WHAT TO WORK ON: In the listing below, the lines starting with the line with "I'd appreciate your assistance — please locate the dirt" and going on through the line with "I'd appreciate your assistance — please locate the bundle" are to be reproduced exactly, and only those.

DATA RECORDS:
☆ ☆ ☆ ☆ ☆

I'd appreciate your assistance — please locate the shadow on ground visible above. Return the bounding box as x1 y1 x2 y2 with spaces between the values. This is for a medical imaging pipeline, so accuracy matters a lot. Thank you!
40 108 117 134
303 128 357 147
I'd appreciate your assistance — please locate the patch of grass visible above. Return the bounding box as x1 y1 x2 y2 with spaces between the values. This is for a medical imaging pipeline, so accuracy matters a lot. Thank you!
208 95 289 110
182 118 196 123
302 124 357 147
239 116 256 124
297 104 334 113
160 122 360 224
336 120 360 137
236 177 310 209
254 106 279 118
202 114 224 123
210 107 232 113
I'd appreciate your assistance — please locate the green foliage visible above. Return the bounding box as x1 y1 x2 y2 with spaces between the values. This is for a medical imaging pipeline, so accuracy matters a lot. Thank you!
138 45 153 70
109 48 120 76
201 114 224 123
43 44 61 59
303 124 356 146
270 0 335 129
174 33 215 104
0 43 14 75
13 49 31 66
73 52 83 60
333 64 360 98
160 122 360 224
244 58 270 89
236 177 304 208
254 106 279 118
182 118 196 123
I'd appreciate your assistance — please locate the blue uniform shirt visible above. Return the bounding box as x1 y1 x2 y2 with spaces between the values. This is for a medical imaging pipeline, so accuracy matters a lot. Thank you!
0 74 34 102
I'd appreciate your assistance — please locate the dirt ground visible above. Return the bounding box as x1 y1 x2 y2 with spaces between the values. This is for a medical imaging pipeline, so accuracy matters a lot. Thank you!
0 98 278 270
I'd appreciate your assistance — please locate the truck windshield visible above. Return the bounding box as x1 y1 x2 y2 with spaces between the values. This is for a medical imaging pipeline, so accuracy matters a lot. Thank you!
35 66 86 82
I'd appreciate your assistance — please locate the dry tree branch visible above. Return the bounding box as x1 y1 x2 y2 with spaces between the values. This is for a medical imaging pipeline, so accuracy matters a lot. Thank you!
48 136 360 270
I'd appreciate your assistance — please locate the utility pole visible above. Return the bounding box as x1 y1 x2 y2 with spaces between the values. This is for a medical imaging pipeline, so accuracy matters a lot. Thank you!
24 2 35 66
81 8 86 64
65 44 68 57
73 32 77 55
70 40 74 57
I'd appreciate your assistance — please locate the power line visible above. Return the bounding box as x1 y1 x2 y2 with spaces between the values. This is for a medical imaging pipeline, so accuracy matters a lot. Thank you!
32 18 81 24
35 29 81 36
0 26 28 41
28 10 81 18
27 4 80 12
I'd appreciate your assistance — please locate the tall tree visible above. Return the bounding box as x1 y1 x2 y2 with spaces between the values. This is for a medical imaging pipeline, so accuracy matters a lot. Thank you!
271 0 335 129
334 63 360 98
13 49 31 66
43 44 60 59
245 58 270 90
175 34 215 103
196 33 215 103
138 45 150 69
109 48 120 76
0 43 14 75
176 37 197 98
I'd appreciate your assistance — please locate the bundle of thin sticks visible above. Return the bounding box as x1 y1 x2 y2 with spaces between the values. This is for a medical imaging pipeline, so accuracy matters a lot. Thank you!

☆ ☆ ☆ ☆ ☆

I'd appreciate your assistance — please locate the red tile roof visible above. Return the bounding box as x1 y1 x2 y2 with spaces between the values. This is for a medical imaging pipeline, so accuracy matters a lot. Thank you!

☆ ☆ ☆ ☆ ☆

ANSWER TO THIS PROBLEM:
I'd appreciate your assistance — please locate the dirt ground visible above. Return the bounding box as x1 y1 x2 y2 with spaces between the values. This is for a medical imaging pipeline, so accuracy matters a lot. Thank you!
0 98 278 270
I'd appreciate your assistance — please locate the truck windshield visible above. Return the bounding box as x1 y1 x2 y2 with spaces between the values. This is for a medical imaging pipeline, so accuracy matters a lot. Thank you!
35 66 86 82
I'd appreciate your assistance — please locate the dry tree branch visible above. Return the bounding box as x1 y1 x2 y2 with spaces between the values. This is for a medical imaging pipeline, so accuracy matters a lot. Thank you!
48 136 360 270
I'd appreciate your assistance — please locate the utility pole visible above. Return the bounding box as x1 y1 x2 y2 with spaces between the values. This is for a medical imaging pipeline, so accuracy matters a lot. Thank you!
24 2 35 66
81 8 86 64
65 44 68 57
73 32 77 55
70 40 74 57
I'd appreciate your assistance — please locate the power line visible above. Return the bounding box as x1 y1 x2 y2 with spaces between the values. This is for a medical imaging pipeline, so accuracy matters a lot. Thank you!
32 18 81 24
35 29 81 36
0 26 28 41
28 10 81 18
27 4 80 12
I'd appreciate your assistance — please locate the tall tree visible above. Return the bounding box as x1 y1 x2 y2 with spaces between the values. This is for a medical imaging pipeline, so accuracy matters a lot. Thank you!
271 0 335 129
334 63 360 98
13 49 31 66
43 44 60 59
245 58 270 90
175 34 215 103
196 33 215 103
138 45 150 69
109 48 120 76
0 43 14 75
176 37 197 98
I'd appreciate your assistance — please locate the bundle of thin sticks visible above. Return the bounding box as x1 y1 x2 y2 with spaces between the values. This is for a medical imaging pipeline, so accuracy matters a lot. Thank you!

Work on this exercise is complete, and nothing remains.